* What needs to be done
Can you update the items below so that each "Target" becomes "Object" and nothing else changes?

* Data for this task
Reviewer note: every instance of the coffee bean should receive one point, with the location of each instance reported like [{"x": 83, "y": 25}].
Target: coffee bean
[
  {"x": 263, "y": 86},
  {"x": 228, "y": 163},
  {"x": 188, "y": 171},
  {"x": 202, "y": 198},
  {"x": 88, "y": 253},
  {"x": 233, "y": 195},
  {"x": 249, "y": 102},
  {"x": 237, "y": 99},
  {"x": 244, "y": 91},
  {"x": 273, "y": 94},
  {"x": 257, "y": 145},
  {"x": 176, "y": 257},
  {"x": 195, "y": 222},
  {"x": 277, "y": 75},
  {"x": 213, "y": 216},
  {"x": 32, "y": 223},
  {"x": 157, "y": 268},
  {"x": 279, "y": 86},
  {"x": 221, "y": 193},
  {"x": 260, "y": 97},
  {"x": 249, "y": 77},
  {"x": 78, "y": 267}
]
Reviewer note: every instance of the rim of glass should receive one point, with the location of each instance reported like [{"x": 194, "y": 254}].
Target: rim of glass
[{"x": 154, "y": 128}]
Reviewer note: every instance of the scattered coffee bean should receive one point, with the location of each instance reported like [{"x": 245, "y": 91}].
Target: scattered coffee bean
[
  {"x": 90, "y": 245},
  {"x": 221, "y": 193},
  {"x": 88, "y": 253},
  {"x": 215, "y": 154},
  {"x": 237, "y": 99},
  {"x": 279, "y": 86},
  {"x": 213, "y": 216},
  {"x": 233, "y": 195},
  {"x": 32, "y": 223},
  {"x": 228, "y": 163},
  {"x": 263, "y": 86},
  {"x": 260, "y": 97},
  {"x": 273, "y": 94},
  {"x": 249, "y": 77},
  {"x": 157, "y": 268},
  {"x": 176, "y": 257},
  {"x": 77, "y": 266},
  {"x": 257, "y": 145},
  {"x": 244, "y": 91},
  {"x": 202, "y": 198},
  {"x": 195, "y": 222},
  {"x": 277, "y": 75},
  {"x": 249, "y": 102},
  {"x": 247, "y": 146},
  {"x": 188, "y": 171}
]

* Problem solution
Reviewer note: every instance of the coffee bean should receive one point, with the location of each instance reported like [{"x": 83, "y": 25}].
Object: coffee bean
[
  {"x": 263, "y": 86},
  {"x": 228, "y": 163},
  {"x": 188, "y": 171},
  {"x": 202, "y": 198},
  {"x": 88, "y": 253},
  {"x": 233, "y": 195},
  {"x": 249, "y": 102},
  {"x": 237, "y": 99},
  {"x": 244, "y": 91},
  {"x": 273, "y": 94},
  {"x": 257, "y": 145},
  {"x": 176, "y": 257},
  {"x": 195, "y": 222},
  {"x": 277, "y": 75},
  {"x": 213, "y": 216},
  {"x": 32, "y": 223},
  {"x": 157, "y": 268},
  {"x": 279, "y": 86},
  {"x": 221, "y": 193},
  {"x": 260, "y": 97},
  {"x": 249, "y": 77},
  {"x": 78, "y": 267}
]
Reviewer note: every instance of the rim of glass should receive one point, with the location of each instance reported like [{"x": 194, "y": 254}].
Object: rim of glass
[{"x": 154, "y": 128}]
Reviewer note: every instance of the scattered coffee bean should receive one point, with the location of each instance reported like [{"x": 245, "y": 91}].
Object: scattered coffee bean
[
  {"x": 90, "y": 245},
  {"x": 221, "y": 193},
  {"x": 88, "y": 253},
  {"x": 215, "y": 154},
  {"x": 237, "y": 99},
  {"x": 279, "y": 86},
  {"x": 213, "y": 216},
  {"x": 233, "y": 195},
  {"x": 32, "y": 223},
  {"x": 228, "y": 163},
  {"x": 263, "y": 86},
  {"x": 260, "y": 97},
  {"x": 273, "y": 94},
  {"x": 249, "y": 77},
  {"x": 157, "y": 268},
  {"x": 176, "y": 257},
  {"x": 77, "y": 266},
  {"x": 257, "y": 145},
  {"x": 244, "y": 91},
  {"x": 202, "y": 198},
  {"x": 195, "y": 222},
  {"x": 277, "y": 75},
  {"x": 249, "y": 102},
  {"x": 247, "y": 146},
  {"x": 188, "y": 171}
]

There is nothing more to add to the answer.